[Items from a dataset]

● ● ● ●

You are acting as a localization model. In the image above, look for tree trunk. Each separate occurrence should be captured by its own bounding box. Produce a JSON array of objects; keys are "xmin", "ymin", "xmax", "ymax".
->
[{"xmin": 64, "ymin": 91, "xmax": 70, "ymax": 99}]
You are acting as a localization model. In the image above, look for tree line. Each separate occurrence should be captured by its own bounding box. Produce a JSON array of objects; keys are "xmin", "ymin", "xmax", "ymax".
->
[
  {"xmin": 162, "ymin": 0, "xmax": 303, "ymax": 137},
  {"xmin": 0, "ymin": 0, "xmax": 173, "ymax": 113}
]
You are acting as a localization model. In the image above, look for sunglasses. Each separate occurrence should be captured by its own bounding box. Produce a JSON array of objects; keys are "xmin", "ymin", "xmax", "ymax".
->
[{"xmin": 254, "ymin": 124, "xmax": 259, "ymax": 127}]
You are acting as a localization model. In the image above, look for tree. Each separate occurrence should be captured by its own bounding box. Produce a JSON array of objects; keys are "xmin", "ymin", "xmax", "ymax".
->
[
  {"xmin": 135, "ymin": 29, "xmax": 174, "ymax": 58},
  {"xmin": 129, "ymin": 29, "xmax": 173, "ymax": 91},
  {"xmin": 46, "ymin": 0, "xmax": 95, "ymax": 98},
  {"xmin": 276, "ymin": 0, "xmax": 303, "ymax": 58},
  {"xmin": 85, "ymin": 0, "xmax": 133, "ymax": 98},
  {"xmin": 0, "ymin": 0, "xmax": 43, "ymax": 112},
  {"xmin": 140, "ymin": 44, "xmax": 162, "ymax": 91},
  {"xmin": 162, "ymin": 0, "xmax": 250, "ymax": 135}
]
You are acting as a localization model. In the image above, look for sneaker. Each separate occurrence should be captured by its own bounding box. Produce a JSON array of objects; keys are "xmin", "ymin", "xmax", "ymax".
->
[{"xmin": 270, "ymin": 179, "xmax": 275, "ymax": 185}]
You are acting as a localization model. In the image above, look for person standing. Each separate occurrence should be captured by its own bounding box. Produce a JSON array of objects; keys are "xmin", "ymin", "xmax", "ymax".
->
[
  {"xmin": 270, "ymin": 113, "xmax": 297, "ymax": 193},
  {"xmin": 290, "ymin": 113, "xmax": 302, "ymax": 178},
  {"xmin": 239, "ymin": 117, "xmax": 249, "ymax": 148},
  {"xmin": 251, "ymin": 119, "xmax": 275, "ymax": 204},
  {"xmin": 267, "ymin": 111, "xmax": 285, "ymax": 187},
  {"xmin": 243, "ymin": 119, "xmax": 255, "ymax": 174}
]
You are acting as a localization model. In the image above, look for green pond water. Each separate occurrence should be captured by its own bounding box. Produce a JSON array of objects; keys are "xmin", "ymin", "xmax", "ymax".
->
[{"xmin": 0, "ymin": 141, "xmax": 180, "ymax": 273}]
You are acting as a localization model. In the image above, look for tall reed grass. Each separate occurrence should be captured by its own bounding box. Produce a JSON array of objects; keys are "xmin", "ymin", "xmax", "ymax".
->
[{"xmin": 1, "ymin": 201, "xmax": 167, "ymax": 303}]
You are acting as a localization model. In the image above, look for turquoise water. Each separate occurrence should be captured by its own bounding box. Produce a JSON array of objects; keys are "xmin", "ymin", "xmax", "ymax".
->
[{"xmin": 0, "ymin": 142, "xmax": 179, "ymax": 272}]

● ● ● ●

**Exercise directions**
Please go through the entries and show every line with the word "water".

**Result of this task**
You are acting as a localization model. In the image above, look for green pond water. Each separate occurrence should be captured by its own bounding box. Produce a JSON array of objects; keys are "xmin", "ymin", "xmax", "ymax".
You are acting as a localization model. In the image above, look for turquoise water. Each separate occurrence should be captured by its own bounding box. Produce a JSON array of objects; keys are "xmin", "ymin", "xmax", "ymax".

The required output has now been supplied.